▸ Activity:
Go through the listing and retype each line exactly.

▸ Listed records:
- - - -
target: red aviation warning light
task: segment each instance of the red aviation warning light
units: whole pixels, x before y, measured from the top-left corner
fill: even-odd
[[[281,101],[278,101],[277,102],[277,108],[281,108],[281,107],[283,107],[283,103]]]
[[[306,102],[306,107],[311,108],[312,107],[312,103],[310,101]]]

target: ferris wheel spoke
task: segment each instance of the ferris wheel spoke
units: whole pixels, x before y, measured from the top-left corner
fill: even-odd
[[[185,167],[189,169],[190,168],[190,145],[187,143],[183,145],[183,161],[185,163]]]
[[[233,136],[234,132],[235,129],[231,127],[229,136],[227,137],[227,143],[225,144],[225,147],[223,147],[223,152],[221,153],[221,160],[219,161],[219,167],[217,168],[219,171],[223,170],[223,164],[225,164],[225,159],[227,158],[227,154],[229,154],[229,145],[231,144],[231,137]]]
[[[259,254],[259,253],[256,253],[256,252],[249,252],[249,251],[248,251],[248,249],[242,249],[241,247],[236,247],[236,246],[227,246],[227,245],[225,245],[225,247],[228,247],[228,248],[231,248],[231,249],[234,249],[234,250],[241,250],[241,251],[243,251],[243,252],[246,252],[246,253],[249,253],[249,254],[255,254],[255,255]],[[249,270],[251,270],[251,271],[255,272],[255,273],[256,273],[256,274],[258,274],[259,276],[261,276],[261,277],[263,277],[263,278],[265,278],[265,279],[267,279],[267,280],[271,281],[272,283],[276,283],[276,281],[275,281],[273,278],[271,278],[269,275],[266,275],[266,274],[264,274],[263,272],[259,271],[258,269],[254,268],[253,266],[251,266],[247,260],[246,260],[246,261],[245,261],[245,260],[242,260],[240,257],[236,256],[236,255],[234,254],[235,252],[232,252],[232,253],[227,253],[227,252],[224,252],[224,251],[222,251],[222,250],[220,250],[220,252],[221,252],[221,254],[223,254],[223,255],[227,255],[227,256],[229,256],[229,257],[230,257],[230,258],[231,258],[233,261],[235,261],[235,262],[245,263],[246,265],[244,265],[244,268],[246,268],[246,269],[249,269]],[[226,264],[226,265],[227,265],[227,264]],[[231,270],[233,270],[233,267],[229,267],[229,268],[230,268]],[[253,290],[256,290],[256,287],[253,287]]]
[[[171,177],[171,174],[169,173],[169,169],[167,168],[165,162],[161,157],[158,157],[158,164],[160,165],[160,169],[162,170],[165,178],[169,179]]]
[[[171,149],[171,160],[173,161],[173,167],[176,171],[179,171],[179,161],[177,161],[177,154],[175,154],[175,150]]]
- - - -
▸ Output of the exercise:
target: red aviation warning light
task: segment each instance of the red aviation warning light
units: whole pixels, x before y, measured from the top-left corner
fill: even-odd
[[[281,101],[278,101],[277,102],[277,108],[281,108],[281,107],[283,107],[283,103]]]
[[[306,102],[306,107],[311,108],[312,107],[312,103],[310,101]]]

target: ferris wheel spoke
task: segment each instance of the ferris wheel spoke
units: whole pixels, x before y, measured from the top-left corner
fill: even-odd
[[[185,167],[189,169],[190,168],[190,145],[187,143],[183,145],[183,161],[185,163]]]
[[[233,136],[234,132],[235,129],[231,127],[229,136],[227,137],[227,143],[225,144],[225,147],[223,147],[223,152],[221,153],[221,160],[219,161],[219,167],[217,168],[219,171],[223,170],[223,164],[225,164],[225,159],[227,158],[227,154],[229,154],[229,145],[231,144],[231,137]]]
[[[259,254],[259,253],[256,253],[256,252],[249,252],[249,251],[248,251],[248,249],[242,249],[241,247],[236,247],[236,246],[227,246],[227,245],[225,245],[225,247],[228,247],[228,248],[231,248],[231,249],[234,249],[234,250],[241,250],[241,251],[243,251],[243,252],[246,252],[246,253],[249,253],[249,254],[255,254],[255,255]],[[249,270],[251,270],[251,271],[255,272],[255,273],[256,273],[256,274],[258,274],[259,276],[261,276],[261,277],[263,277],[263,278],[265,278],[265,279],[267,279],[267,280],[271,281],[272,283],[276,283],[276,281],[275,281],[273,278],[271,278],[269,275],[266,275],[266,274],[264,274],[263,272],[259,271],[258,269],[254,268],[253,266],[251,266],[247,260],[246,260],[246,261],[245,261],[245,260],[242,260],[240,257],[236,256],[236,255],[234,254],[235,252],[232,252],[232,253],[227,253],[227,252],[224,252],[224,251],[222,251],[222,250],[220,250],[220,252],[221,252],[221,254],[223,254],[223,255],[227,255],[227,256],[229,256],[229,257],[230,257],[230,258],[231,258],[233,261],[235,261],[235,262],[245,263],[246,265],[244,265],[244,268],[246,268],[246,269],[249,269]],[[226,264],[226,265],[227,265],[227,264]],[[231,270],[233,270],[233,267],[229,267],[229,268],[230,268]],[[253,290],[256,290],[256,287],[253,287]]]
[[[171,177],[171,174],[169,173],[169,169],[167,168],[165,162],[161,157],[158,157],[158,164],[160,165],[160,169],[162,170],[165,178],[169,179]]]
[[[171,149],[171,160],[173,161],[173,167],[176,171],[179,171],[179,161],[177,161],[177,154],[175,154],[175,150]]]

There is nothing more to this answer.